#### [Problem to solve]
Without omission or alteration, write out all of the data.

(Point localization data)
=-=-=-=-=

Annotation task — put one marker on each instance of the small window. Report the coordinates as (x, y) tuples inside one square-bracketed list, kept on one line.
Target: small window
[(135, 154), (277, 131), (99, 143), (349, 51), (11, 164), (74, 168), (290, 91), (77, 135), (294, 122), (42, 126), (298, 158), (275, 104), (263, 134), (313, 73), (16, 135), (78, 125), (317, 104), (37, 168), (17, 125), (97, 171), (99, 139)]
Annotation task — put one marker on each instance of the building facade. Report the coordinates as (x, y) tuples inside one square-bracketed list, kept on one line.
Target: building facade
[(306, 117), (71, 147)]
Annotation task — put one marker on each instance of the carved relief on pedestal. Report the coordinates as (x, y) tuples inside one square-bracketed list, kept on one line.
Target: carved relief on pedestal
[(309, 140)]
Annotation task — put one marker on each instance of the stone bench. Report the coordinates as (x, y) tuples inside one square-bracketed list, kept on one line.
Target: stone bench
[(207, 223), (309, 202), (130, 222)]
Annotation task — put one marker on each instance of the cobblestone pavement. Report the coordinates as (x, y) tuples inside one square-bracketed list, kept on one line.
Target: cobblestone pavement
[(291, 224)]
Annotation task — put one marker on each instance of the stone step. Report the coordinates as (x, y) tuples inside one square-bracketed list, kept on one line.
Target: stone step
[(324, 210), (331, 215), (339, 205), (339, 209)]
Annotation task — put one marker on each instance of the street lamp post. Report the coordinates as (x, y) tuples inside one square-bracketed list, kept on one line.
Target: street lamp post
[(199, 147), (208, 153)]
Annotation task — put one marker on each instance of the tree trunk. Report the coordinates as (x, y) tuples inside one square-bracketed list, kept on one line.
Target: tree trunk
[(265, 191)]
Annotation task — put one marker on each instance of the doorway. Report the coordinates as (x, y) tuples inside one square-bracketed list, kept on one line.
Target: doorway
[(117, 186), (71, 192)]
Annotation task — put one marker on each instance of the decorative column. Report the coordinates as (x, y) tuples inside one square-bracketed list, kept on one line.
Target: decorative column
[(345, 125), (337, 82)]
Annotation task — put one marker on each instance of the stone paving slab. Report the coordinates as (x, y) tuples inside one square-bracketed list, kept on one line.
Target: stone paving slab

=-=-=-=-=

#### [Answer space]
Annotation task — put one marker on each instance of the small window. Report the coordinates as (x, y) tuples inside one square-bracketed list, kept on one line.
Target: small window
[(135, 154), (277, 131), (99, 143), (349, 51), (11, 164), (74, 168), (290, 91), (77, 135), (294, 122), (42, 126), (298, 158), (275, 104), (263, 134), (313, 73), (16, 135), (78, 125), (317, 104), (37, 168), (17, 125), (97, 171), (99, 139)]
Annotation task — put one marker on each instance of the building facade. Report the coordinates as (x, y) tuples inside one square-bracketed list, kept on one line.
Target: building facade
[(306, 117), (71, 147)]
Annotation task — put one marker on each instance of the carved relief on pedestal. Report the coordinates as (x, y) tuples inside one square-bracketed list, kept on one line.
Target: carved relief on pedestal
[(309, 140)]
Annotation task — put one marker on each instance of the stone bench. Report the coordinates as (x, y) tuples inside one square-bracketed list, kept on one line.
Target: stone bench
[(207, 223), (309, 202), (130, 222)]
Annotation task — put one marker on each instance of the cobblestone pavement. Report the coordinates as (x, y) tuples inside one square-bracketed list, kept on one line.
Target: cobblestone pavement
[(291, 224)]
Annotation task — put one marker on each instance of the stone step. Report the coordinates as (x, y) tuples inside one square-bracketed list, kept on one line.
Target: stone step
[(324, 210), (331, 215), (339, 205), (339, 209)]
Annotation task — put one marker on each instance of the street lamp post. Report the coordinates as (x, y) tuples inside one square-bracketed list, kept on one line.
Target: street lamp post
[(199, 147), (208, 153)]
Annotation task — put one marker on each instance of the tree trunk. Report the coordinates as (x, y) tuples inside one square-bracketed list, kept on one line.
Target: tree trunk
[(265, 191)]
Annotation task — put one marker on each instance of the doorway. Report the coordinates as (x, y) tuples inside one square-bracketed list, kept on one line.
Target: doorway
[(117, 186), (71, 192)]
Annotation task — put one marker on each instance of the decorative column. Report the coordinates as (x, y) tuples inside one square-bracketed list, kept on one line.
Target: decorative column
[(345, 125), (337, 82)]
Annotation task — put one marker on each instance of the stone paving slab. Report the coordinates as (x, y) tuples inside one square-bracketed list, kept on one line.
Target: stone paving slab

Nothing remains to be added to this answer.